+++ Page extract

In contrast to the Absorb BRS, Magmaris (Biotronik AG, Bülach, Switzerland) is magnesium‐based. The scaffold has been successfully used in 184 patients enrolled in the BIOSOLVE‐II and ‐III studies with good clinical outcomes and absence of definite or probable scaffold thrombosis up to 3 years.⁶, ⁷, ⁸ After gaining CE‐certification in June 2016, it was paramount to assess the device in a large number of centers. The device implantation is different from contemporary thin‐strut DES and outcomes might depend on the correct implantation technique.⁹ Furthermore, the implantation in more complex lesions might lead to increased thrombosis rates as observed for Absorb,⁴ and lastly, data on large patient populations are required to detect rare events. We herein report the outcomes of the first cohort of 1,075 patients followed for 12 months.

2. MATERIALS AND METHODS

2.1. Study design and population

BIOSOLVE‐IV is an international, single arm, multicenter registry to investigate the clinical performance and long‐term safety of Magmaris after CE‐mark. It is conducted in more than 80 centers in 23 countries in Europe, Asia, Africa, and Australia/New Zealand (Supporting Information, Table S1). The first patient was enrolled in September 2016.¹⁰ Initially planned to include a minimum of 1,065 patients, prior to enrolment completion, due to the alarming scaffold thrombosis rates detected for the Absorb scaffold, the registry was extended to 2,054 patients (second cohort) to include a powered objective performance outcome for definite or probable scaffold thrombosis.

Eligibility criteria aligned with the instructions for use. Main inclusion criteria were: a maximum of two single de novo lesions in two different major epicardial vessels, lesion length ≤21 mm, target lesion stenosis >50 and <100%, thrombolysis in myocardial infarction flow ≥1, and reference vessel diameter between 2.7 and 3.7 mm. Main exclusion criteria were left main disease, restenotic lesions, acute ST‐elevation myocardial infarction, important bifurcation lesions, and unsuccessful predilatation. The list of in‐ and exclusion criteria is available at ClinicalTrials.gov: NCT02817802.

Follow‐up was scheduled at 6 and 12 months, and annually thereafter until 5 years. It could be conducted by telephone or office visit and included assessments of adverse events and concomitant medications. The registry is performed in accordance with current guidelines such as Declaration of Helsinki and ISO14155, was approved by the ethics committees, and all patients provided written informed consent. Monitoring encompasses a minimum of 25% randomly selected subjects per center and an angiographic core laboratory is used to assess outcome‐related events and cases of device failure. All events for which a device relationship could not be ruled out were adjudicated by an independent clinical events committee member (CEC). In case of disagreement between CEC and study site, the case was reviewed by a second CEC member.

++++++

_Assignment_
Rewrite the stretch of the Magmaris text from "BIOSOLVE‐IV is an" through "probable scaffold thrombosis.", replacing "registry" with "study" throughout.

+++ Data provided

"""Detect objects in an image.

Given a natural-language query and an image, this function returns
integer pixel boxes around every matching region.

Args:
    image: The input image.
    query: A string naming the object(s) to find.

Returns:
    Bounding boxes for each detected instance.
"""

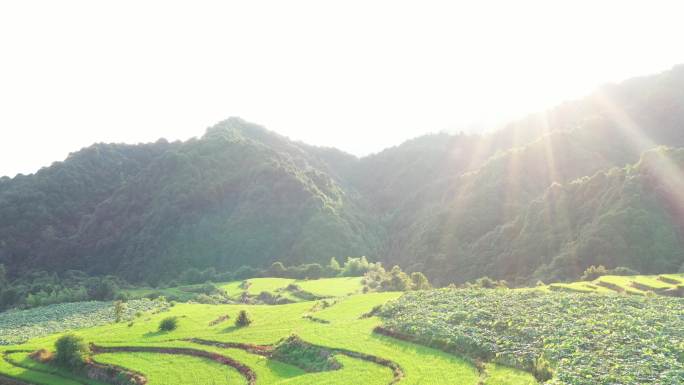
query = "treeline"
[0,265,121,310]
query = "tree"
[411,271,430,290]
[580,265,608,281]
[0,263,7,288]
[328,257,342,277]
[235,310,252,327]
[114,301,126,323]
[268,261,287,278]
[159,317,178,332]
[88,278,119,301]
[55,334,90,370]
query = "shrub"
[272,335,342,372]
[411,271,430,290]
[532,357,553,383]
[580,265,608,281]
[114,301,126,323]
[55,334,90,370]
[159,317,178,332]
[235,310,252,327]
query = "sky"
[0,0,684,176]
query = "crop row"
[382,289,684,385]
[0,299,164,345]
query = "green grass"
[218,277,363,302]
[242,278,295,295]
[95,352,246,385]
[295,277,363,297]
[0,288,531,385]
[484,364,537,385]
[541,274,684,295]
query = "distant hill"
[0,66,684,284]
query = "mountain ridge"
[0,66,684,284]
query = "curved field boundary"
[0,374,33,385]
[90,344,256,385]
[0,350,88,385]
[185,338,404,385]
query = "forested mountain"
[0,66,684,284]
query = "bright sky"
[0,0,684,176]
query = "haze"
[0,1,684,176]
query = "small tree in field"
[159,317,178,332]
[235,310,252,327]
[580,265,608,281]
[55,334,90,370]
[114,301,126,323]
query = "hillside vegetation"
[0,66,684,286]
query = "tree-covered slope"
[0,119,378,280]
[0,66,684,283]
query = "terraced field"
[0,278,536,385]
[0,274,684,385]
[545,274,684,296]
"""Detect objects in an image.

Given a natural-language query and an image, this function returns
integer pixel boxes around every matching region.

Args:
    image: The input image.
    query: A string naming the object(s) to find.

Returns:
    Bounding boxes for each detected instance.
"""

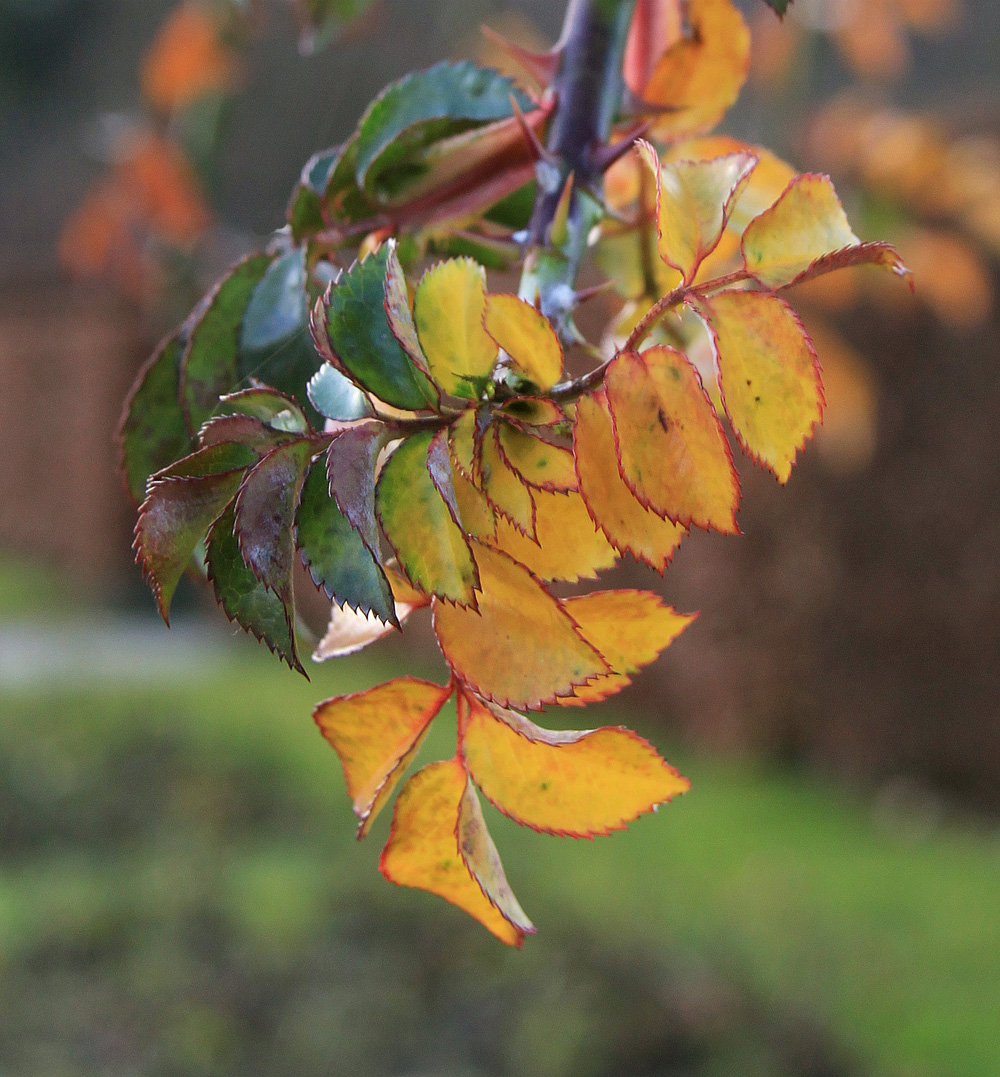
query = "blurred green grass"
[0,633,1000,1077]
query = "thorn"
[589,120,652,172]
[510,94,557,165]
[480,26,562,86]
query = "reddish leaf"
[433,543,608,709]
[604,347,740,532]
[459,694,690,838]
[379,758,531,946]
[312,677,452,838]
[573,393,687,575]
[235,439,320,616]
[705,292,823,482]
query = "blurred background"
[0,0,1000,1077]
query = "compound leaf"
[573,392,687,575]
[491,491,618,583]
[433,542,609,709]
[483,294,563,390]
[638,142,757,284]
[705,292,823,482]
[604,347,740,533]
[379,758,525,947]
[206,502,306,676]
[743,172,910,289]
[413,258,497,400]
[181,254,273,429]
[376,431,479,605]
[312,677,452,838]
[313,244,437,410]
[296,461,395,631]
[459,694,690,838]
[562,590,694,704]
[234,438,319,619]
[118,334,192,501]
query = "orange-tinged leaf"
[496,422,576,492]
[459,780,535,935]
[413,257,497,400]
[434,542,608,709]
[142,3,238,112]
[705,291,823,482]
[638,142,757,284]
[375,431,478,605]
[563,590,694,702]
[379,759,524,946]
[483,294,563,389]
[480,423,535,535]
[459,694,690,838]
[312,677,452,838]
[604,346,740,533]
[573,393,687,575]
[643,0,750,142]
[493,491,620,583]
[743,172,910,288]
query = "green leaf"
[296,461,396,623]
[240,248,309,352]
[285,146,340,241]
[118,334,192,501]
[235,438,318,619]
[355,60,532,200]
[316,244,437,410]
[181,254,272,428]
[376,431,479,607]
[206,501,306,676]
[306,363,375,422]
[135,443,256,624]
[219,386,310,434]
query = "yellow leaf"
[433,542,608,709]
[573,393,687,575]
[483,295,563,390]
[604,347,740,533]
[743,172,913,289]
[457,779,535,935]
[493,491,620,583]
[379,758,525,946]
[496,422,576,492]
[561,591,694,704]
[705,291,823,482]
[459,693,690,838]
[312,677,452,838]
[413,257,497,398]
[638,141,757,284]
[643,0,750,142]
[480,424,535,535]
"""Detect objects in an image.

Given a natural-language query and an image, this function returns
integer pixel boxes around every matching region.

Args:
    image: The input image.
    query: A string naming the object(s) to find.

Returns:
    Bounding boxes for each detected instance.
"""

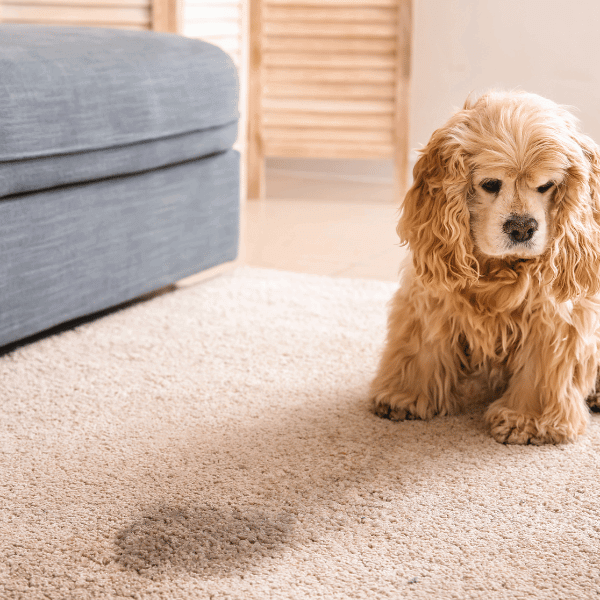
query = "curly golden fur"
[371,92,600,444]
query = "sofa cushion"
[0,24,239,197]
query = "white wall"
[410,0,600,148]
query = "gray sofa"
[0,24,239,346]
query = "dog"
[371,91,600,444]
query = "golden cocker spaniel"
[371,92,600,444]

++++++

_Response box_
BIOSOLVE‐IV is an international, single arm, multicenter study to investigate the clinical performance and long‐term safety of Magmaris after CE‐mark. It is conducted in more than 80 centers in 23 countries in Europe, Asia, Africa, and Australia/New Zealand (Supporting Information, Table S1). The first patient was enrolled in September 2016.¹⁰ Initially planned to include a minimum of 1,065 patients, prior to enrolment completion, due to the alarming scaffold thrombosis rates detected for the Absorb scaffold, the study was extended to 2,054 patients (second cohort) to include a powered objective performance outcome for definite or probable scaffold thrombosis.